- **Goal of the exercise**
Pick out every line in the rows below that contains the string "covered", and copy each such line in full.
━━━━━━━━━━
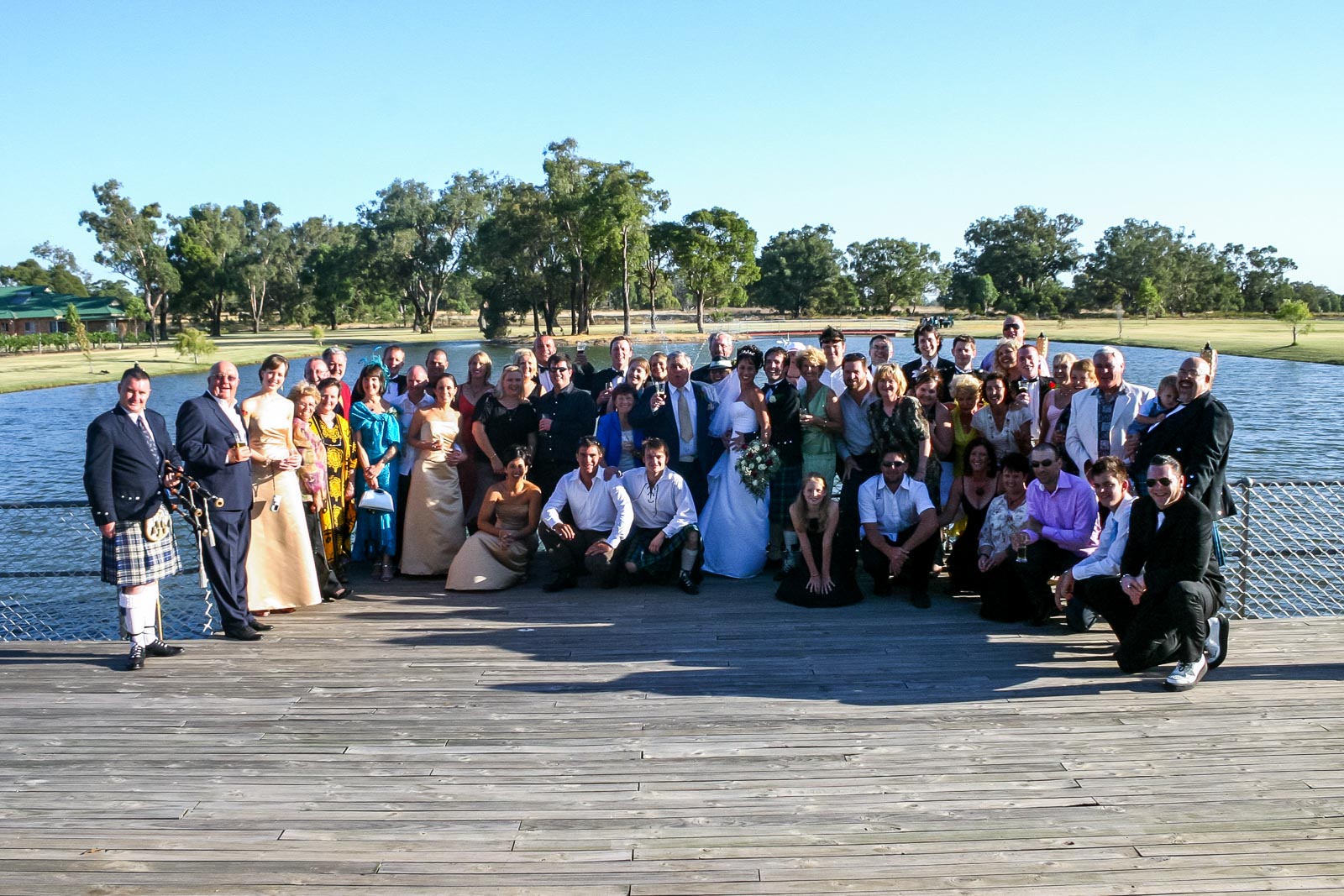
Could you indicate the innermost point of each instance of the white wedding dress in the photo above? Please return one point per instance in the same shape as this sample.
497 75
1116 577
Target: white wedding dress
736 524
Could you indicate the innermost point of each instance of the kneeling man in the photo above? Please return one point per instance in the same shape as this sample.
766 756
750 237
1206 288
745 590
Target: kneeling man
601 513
1166 602
665 540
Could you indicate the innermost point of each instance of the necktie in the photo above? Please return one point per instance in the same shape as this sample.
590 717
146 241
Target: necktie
150 438
683 411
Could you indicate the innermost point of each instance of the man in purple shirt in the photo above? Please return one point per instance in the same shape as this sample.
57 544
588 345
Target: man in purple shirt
1061 528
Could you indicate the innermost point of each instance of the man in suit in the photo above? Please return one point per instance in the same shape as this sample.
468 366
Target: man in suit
213 441
1099 417
783 406
927 345
1164 606
1198 432
680 417
721 348
124 479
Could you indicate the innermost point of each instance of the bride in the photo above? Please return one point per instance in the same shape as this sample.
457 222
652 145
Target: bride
736 524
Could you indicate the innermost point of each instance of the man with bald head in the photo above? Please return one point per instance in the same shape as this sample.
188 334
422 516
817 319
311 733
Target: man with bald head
1198 432
213 443
1099 417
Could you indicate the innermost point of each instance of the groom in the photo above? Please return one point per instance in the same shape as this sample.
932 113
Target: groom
679 412
213 441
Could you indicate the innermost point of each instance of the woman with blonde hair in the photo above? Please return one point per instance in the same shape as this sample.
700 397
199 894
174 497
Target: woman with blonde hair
820 580
819 416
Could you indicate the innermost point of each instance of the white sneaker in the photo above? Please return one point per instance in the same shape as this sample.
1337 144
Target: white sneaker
1187 674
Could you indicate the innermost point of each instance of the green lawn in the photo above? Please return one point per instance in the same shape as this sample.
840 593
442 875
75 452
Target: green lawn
1261 338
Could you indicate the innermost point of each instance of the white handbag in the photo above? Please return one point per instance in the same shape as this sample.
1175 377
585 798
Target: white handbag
376 500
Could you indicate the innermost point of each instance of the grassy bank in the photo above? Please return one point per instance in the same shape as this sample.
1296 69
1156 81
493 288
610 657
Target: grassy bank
1260 338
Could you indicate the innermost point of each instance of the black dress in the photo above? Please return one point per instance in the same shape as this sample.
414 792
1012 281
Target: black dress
964 562
844 589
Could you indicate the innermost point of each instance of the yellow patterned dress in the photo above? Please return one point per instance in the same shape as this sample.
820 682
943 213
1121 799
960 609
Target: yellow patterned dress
338 516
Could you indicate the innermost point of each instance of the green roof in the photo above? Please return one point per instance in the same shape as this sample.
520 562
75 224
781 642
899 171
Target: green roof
27 302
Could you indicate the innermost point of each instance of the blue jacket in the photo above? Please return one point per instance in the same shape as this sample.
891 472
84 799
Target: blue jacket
609 434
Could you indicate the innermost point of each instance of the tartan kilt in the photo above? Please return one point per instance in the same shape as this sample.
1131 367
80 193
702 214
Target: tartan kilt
667 562
128 559
784 490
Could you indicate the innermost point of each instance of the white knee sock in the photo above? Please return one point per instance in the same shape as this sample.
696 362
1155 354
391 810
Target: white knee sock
139 613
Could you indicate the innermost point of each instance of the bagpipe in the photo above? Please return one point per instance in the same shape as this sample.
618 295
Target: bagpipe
192 500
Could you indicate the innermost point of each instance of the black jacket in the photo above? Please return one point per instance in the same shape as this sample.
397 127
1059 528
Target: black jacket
123 477
1198 436
1180 551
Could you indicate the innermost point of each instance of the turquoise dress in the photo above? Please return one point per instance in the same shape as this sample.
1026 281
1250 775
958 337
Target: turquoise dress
375 532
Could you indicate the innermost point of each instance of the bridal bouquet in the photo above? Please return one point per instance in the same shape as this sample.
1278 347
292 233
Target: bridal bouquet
757 465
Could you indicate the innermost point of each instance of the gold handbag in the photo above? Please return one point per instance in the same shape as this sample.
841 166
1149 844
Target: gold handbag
159 526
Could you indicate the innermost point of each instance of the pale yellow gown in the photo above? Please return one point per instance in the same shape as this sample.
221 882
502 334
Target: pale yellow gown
436 523
280 555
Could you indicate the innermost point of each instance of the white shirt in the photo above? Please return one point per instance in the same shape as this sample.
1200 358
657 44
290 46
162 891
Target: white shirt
602 508
232 412
405 412
687 446
664 506
893 512
1115 537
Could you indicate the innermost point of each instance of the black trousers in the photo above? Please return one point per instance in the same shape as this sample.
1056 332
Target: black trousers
1163 627
569 559
916 571
1045 559
226 566
848 533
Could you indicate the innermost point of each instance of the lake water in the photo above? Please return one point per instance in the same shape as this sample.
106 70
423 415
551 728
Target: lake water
1278 406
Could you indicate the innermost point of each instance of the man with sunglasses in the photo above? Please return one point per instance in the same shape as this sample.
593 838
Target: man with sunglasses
1061 530
1164 606
900 524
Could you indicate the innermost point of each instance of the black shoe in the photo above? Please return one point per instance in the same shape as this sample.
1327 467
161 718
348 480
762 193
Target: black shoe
1225 624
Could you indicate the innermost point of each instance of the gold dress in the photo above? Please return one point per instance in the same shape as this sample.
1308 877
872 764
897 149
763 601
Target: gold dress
280 553
436 524
487 564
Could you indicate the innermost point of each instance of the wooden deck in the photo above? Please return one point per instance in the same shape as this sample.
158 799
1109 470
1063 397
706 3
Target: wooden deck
651 743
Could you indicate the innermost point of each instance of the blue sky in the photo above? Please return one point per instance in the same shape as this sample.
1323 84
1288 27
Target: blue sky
878 118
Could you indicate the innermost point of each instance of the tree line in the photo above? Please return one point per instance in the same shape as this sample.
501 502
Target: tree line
591 235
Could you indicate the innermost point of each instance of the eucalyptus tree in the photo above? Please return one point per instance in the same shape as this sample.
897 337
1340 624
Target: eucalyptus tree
893 273
134 244
801 273
420 235
716 255
202 248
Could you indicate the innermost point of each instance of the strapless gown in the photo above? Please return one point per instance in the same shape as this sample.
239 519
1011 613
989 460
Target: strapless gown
280 553
436 526
486 563
736 524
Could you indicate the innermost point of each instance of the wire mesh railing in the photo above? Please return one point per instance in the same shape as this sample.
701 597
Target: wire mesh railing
1284 557
50 590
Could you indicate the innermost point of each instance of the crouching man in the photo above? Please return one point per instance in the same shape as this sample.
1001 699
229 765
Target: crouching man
1164 606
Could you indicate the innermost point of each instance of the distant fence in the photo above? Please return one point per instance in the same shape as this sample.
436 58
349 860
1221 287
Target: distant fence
1284 557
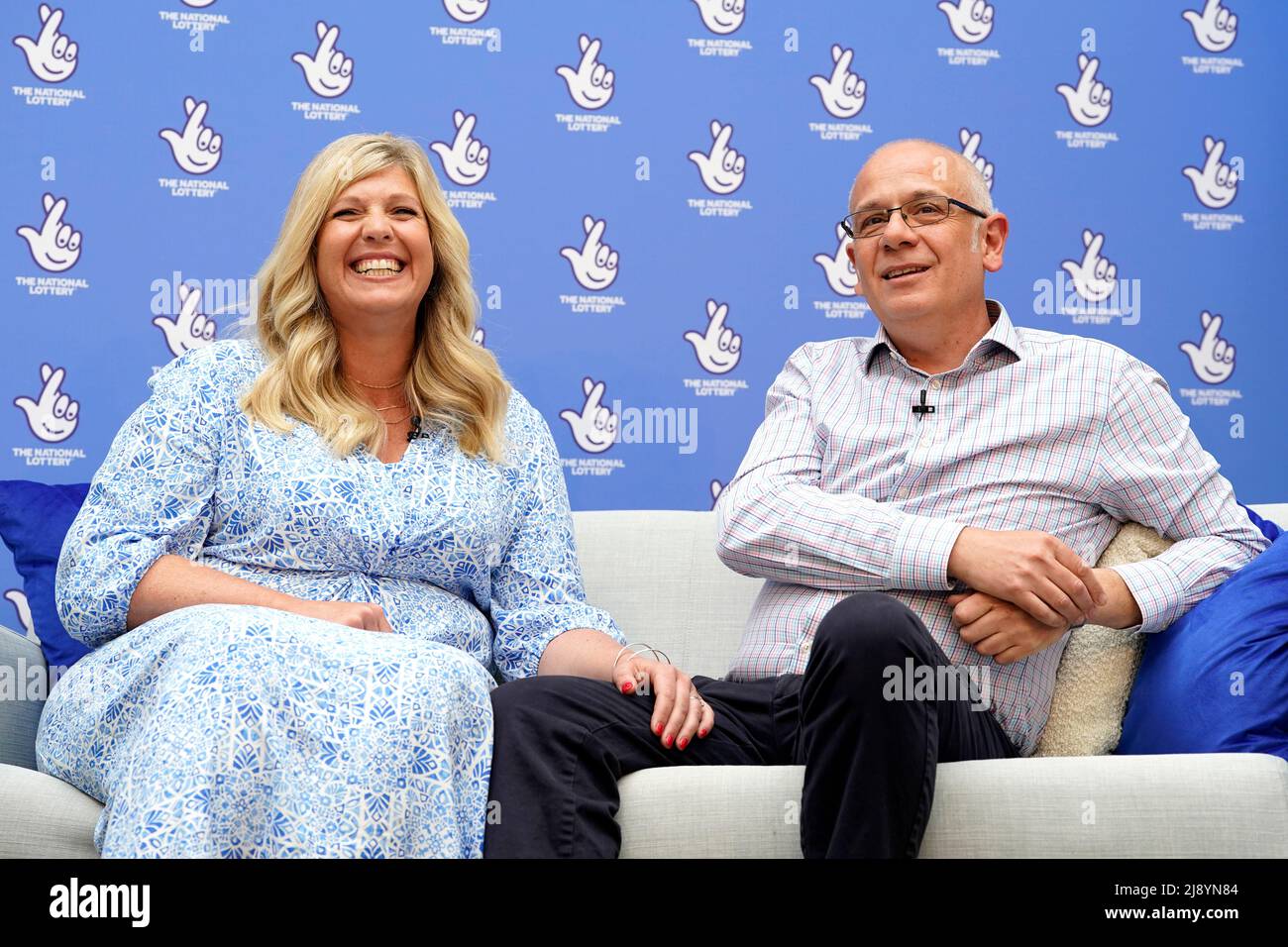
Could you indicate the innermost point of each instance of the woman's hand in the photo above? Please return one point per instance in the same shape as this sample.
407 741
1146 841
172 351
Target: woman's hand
362 615
679 711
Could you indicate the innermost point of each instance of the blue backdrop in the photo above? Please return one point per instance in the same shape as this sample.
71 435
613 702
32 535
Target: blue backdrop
651 191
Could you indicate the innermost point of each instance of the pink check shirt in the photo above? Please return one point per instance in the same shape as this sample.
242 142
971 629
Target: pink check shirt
845 489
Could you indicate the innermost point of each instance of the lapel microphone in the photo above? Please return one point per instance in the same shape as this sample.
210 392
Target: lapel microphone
919 410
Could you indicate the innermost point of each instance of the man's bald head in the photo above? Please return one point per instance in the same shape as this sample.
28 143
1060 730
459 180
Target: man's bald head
941 162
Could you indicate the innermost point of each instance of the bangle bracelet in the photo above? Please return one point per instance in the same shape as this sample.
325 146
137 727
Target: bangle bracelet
638 650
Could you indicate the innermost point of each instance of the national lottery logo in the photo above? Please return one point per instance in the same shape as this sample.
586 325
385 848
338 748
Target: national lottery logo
593 427
589 82
1215 183
721 17
197 147
593 263
842 91
716 347
1094 275
51 55
1211 357
1089 101
971 21
189 329
721 167
52 415
18 599
1215 27
465 11
837 265
327 69
55 247
465 158
970 151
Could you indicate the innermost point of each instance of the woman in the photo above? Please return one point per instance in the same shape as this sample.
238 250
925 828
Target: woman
303 556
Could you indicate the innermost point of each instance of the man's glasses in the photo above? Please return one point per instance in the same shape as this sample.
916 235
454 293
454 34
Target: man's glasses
915 213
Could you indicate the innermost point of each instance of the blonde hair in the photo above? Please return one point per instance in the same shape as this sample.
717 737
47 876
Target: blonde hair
452 380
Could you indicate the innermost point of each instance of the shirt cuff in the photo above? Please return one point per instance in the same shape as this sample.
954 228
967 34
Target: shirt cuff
1158 592
921 553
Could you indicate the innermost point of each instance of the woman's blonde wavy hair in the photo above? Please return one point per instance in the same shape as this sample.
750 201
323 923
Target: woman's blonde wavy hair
451 380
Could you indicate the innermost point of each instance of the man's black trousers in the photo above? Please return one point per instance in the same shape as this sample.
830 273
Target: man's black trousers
562 744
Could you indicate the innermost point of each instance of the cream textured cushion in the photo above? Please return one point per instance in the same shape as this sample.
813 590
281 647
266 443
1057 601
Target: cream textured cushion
1098 668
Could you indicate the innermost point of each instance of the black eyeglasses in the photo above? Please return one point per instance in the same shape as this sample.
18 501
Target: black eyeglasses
915 213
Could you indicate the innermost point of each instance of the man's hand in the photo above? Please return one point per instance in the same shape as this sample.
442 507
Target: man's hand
1000 629
1029 569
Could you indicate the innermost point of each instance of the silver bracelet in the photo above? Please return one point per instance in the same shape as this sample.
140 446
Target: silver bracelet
638 650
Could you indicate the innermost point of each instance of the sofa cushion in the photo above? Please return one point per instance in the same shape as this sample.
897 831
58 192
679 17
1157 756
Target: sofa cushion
1218 680
1209 805
34 521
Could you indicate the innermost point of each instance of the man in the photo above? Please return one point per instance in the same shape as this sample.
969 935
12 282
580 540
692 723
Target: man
956 472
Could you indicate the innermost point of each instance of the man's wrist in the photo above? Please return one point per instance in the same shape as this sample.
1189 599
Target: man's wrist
1121 609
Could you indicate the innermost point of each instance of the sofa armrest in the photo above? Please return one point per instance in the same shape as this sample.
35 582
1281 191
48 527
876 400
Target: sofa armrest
24 685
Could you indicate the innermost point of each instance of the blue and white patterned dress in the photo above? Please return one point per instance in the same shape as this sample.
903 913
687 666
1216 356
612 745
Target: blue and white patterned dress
244 731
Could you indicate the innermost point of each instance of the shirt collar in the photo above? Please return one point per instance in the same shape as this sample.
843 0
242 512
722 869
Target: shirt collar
1001 334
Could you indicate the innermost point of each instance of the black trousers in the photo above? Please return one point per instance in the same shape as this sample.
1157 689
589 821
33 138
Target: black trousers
870 753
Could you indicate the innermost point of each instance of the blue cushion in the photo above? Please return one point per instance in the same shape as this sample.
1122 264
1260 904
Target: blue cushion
1218 680
34 519
1266 527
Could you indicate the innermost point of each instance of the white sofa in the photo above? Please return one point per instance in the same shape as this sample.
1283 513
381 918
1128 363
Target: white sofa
656 571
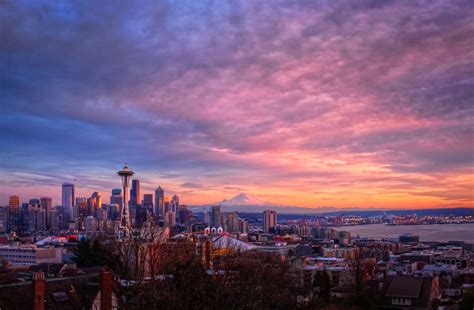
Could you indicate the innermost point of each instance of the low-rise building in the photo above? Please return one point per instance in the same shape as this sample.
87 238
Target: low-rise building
30 254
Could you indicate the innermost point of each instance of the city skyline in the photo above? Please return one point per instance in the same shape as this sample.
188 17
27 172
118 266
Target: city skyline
343 104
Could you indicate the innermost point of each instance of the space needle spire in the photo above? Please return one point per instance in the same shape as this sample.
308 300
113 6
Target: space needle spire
125 174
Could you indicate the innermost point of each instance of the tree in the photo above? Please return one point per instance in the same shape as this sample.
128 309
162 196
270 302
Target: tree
92 254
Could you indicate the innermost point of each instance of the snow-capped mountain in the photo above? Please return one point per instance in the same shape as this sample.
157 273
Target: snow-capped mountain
243 199
244 202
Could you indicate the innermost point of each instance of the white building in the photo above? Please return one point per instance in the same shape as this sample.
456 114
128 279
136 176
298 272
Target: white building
30 254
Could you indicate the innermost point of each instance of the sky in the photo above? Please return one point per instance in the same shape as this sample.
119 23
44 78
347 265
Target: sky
358 104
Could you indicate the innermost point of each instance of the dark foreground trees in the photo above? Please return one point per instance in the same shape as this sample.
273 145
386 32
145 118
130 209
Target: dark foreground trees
244 281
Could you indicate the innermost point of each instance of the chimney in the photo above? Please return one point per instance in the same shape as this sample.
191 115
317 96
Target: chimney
106 289
39 291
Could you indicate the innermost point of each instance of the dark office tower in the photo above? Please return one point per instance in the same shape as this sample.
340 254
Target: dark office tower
184 215
135 193
269 220
159 203
68 199
46 205
116 198
34 202
14 202
216 216
176 201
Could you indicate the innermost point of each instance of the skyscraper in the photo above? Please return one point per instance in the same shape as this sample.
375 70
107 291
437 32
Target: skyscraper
269 220
46 205
116 198
135 193
159 203
216 216
68 199
13 221
125 174
231 222
14 202
176 202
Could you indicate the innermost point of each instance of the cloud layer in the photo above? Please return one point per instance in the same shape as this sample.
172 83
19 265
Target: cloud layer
326 103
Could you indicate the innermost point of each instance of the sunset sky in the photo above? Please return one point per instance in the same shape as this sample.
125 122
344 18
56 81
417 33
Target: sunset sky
307 103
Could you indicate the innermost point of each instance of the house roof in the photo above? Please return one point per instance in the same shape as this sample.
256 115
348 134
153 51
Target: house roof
406 286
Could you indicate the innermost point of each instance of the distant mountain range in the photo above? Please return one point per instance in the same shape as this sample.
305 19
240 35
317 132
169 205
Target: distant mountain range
247 203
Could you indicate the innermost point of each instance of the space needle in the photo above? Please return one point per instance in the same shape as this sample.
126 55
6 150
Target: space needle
125 174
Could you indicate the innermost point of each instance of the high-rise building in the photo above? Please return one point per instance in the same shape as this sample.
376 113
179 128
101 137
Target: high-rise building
159 203
47 205
68 199
170 219
116 198
232 222
176 201
184 215
125 175
243 226
94 204
14 217
269 220
3 219
135 193
216 216
14 202
147 200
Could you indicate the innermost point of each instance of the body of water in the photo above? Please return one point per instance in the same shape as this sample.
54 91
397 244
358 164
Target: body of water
435 232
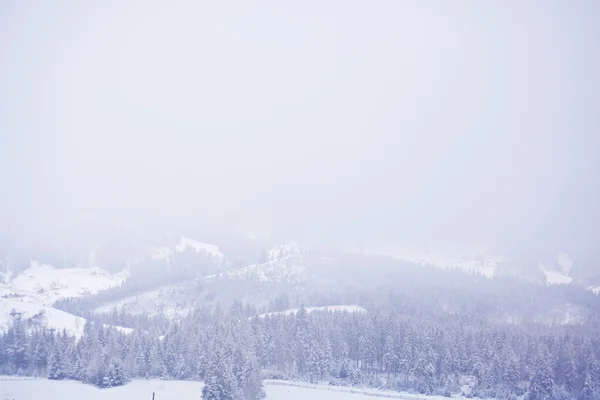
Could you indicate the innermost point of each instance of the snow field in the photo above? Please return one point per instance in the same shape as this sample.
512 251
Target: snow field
35 389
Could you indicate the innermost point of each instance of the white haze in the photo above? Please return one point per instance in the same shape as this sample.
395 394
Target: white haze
462 122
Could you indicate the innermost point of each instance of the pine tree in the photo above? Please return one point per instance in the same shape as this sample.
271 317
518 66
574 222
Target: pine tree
56 363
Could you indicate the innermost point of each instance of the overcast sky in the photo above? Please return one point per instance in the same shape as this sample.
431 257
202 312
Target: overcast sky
453 120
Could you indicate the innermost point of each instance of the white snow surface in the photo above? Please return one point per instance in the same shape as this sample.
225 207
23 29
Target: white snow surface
33 291
162 301
48 284
565 263
279 390
347 308
290 269
473 260
36 389
287 250
594 289
556 278
44 316
210 249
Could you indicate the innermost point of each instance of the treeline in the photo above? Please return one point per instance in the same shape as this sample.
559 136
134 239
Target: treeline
214 348
427 353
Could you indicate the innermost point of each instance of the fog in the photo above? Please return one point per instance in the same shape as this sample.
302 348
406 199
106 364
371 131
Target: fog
464 122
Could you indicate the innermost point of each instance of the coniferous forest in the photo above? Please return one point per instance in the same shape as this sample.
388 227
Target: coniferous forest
424 353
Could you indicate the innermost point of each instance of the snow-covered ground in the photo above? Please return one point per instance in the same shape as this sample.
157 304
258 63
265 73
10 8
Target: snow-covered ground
556 278
210 249
594 289
473 261
185 243
47 284
32 293
35 389
347 308
287 250
290 269
165 300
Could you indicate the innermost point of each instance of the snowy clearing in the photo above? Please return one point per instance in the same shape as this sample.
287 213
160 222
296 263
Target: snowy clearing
289 269
476 261
556 278
341 308
34 389
43 316
48 284
211 249
27 389
279 390
594 289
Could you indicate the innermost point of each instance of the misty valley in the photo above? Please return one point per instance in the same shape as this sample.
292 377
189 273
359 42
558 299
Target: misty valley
180 309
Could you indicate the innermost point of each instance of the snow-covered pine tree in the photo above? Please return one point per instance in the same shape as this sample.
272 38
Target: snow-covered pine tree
56 363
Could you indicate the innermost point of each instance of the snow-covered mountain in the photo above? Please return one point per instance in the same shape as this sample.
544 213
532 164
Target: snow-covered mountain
32 292
187 244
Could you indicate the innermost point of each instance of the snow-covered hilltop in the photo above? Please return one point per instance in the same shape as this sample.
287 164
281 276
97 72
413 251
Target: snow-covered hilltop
32 292
187 244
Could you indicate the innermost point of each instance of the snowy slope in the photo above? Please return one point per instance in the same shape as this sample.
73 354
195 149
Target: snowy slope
35 389
594 289
556 278
472 261
186 244
168 301
289 269
287 250
341 308
32 293
38 316
49 284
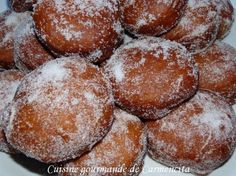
━━━━━━━━━━
- **Final answer**
Could you indicate the innermost point of each instance of the snow-covered ground in the photo above? Please return one point per instance in the same shape as this sample.
Target: snow-covered ground
Could you indicate the innermost point of each instance of the snow-covered pine tree in the photo above? Please return one point per instance in the same shape as this sample.
Target: snow-covered pine tree
Could you indicate the innermost point of each instance of the snow-covered mountain in the photo above? Please return one point per instance in the same shape as this sample.
Target: snow-covered mountain
Could you indicate the innermost point of each instance of the snow-covered hilltop in the photo above? Please return one point per instance in the same shape as this sample.
Target: snow-covered hilltop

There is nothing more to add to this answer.